**Goal of the exercise**
Transcribe the data. Leave out nothing.

**Saved entries**
++++++++++++++++++++

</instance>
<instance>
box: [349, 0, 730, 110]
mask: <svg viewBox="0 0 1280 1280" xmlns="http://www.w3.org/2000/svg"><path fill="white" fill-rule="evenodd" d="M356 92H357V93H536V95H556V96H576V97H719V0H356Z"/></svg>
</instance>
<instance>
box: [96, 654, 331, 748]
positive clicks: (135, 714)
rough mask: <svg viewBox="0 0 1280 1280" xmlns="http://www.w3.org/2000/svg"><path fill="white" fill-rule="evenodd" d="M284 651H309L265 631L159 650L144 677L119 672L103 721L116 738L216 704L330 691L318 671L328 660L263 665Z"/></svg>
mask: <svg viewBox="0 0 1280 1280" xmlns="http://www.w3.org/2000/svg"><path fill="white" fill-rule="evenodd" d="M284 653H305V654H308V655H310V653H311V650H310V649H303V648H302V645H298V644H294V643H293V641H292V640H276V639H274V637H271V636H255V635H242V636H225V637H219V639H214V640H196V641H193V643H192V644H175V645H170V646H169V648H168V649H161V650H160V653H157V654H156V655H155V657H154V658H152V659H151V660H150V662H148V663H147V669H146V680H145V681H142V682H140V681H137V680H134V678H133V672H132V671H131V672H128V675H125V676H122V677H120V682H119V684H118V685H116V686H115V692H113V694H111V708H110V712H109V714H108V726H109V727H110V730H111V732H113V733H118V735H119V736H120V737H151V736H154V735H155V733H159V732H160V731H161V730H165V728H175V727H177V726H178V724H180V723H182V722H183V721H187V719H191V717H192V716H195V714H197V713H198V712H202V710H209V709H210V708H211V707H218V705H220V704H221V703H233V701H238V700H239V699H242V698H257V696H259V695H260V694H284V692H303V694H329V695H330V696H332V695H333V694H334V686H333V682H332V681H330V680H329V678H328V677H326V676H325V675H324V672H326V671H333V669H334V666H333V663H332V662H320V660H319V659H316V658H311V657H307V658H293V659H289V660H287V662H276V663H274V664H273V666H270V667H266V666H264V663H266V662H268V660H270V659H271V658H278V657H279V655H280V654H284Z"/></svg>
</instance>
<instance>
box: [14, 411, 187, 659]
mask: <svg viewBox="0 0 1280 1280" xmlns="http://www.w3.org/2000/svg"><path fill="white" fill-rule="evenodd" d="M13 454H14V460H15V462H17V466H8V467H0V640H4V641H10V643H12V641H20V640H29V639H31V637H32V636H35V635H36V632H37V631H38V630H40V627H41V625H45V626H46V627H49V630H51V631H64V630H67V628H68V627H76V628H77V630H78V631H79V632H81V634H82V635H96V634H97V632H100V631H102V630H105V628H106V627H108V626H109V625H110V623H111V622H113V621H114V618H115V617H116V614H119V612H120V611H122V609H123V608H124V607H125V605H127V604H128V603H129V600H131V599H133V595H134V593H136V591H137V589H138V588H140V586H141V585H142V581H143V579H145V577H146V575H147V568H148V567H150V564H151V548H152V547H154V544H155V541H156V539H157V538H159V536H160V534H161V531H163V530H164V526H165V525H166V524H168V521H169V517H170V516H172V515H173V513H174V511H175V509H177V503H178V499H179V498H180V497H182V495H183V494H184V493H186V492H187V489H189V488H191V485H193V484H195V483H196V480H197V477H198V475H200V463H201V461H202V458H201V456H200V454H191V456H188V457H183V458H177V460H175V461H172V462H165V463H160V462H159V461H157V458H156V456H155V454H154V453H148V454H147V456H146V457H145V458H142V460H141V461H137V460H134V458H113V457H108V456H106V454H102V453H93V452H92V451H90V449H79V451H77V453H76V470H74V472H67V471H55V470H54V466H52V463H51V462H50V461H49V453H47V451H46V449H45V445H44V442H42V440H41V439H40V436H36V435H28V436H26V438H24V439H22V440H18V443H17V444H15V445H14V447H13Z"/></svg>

++++++++++++++++++++

**Exercise solution**
</instance>
<instance>
box: [349, 0, 730, 110]
mask: <svg viewBox="0 0 1280 1280" xmlns="http://www.w3.org/2000/svg"><path fill="white" fill-rule="evenodd" d="M356 92H357V93H536V95H556V96H576V97H719V0H356Z"/></svg>
</instance>
<instance>
box: [96, 654, 331, 748]
positive clicks: (135, 714)
rough mask: <svg viewBox="0 0 1280 1280" xmlns="http://www.w3.org/2000/svg"><path fill="white" fill-rule="evenodd" d="M284 651H309L265 631L159 650L144 677L119 672L103 721L116 738L216 704L330 691L318 671L328 660L263 665Z"/></svg>
mask: <svg viewBox="0 0 1280 1280" xmlns="http://www.w3.org/2000/svg"><path fill="white" fill-rule="evenodd" d="M284 653H305V654H308V655H310V653H311V650H310V649H303V648H302V645H298V644H294V643H293V641H292V640H276V639H274V637H271V636H255V635H242V636H225V637H219V639H214V640H196V641H193V643H192V644H175V645H170V646H169V648H168V649H161V650H160V653H157V654H156V655H155V657H154V658H152V659H151V660H150V662H148V663H147V669H146V680H145V681H142V682H140V681H137V680H134V678H133V672H132V671H131V672H128V675H125V676H122V677H120V682H119V684H118V685H116V686H115V692H113V694H111V708H110V712H109V714H108V726H109V727H110V730H111V732H113V733H118V735H119V736H120V737H151V736H154V735H155V733H159V732H160V731H161V730H165V728H175V727H177V726H178V724H180V723H182V722H183V721H187V719H191V717H192V716H195V714H197V713H198V712H202V710H209V709H210V708H211V707H218V705H220V704H221V703H233V701H238V700H239V699H242V698H257V696H259V695H260V694H284V692H303V694H329V695H330V696H332V695H333V694H334V686H333V682H332V681H330V680H329V678H328V677H326V676H325V675H324V672H326V671H333V669H334V666H333V663H332V662H320V660H319V659H316V658H311V657H307V658H293V659H289V660H287V662H276V663H274V664H273V666H270V667H266V666H264V663H266V662H268V660H270V659H271V658H278V657H279V655H280V654H284Z"/></svg>
</instance>
<instance>
box: [14, 411, 187, 659]
mask: <svg viewBox="0 0 1280 1280" xmlns="http://www.w3.org/2000/svg"><path fill="white" fill-rule="evenodd" d="M13 454H14V460H15V462H17V466H8V467H0V640H4V641H10V643H12V641H20V640H29V639H31V637H32V636H35V635H36V632H37V631H38V630H40V627H41V625H45V626H46V627H49V630H51V631H64V630H67V628H68V627H76V628H77V630H78V631H79V632H81V634H82V635H96V634H97V632H100V631H102V630H105V628H106V627H108V626H109V625H110V623H111V622H113V621H114V618H115V617H116V614H119V612H120V611H122V609H123V608H124V607H125V605H127V604H128V603H129V600H131V599H133V595H134V593H136V591H137V589H138V588H140V586H141V585H142V581H143V579H145V577H146V575H147V568H148V567H150V564H151V548H152V547H154V544H155V541H156V539H157V538H159V536H160V534H161V531H163V530H164V526H165V525H166V524H168V521H169V517H170V516H172V515H173V513H174V511H175V509H177V503H178V499H179V498H180V497H182V495H183V494H184V493H186V492H187V489H189V488H191V485H193V484H195V483H196V480H197V477H198V475H200V463H201V461H202V458H201V456H200V454H191V456H188V457H183V458H177V460H175V461H172V462H165V463H160V462H159V461H157V458H156V456H155V454H154V453H148V454H147V456H146V457H145V458H142V460H141V461H137V460H134V458H113V457H108V456H106V454H102V453H93V452H92V451H90V449H79V451H77V453H76V470H74V472H67V471H55V470H54V466H52V463H51V462H50V461H49V453H47V451H46V449H45V445H44V442H42V440H41V439H40V436H36V435H28V436H26V438H24V439H22V440H18V443H17V444H15V445H14V447H13Z"/></svg>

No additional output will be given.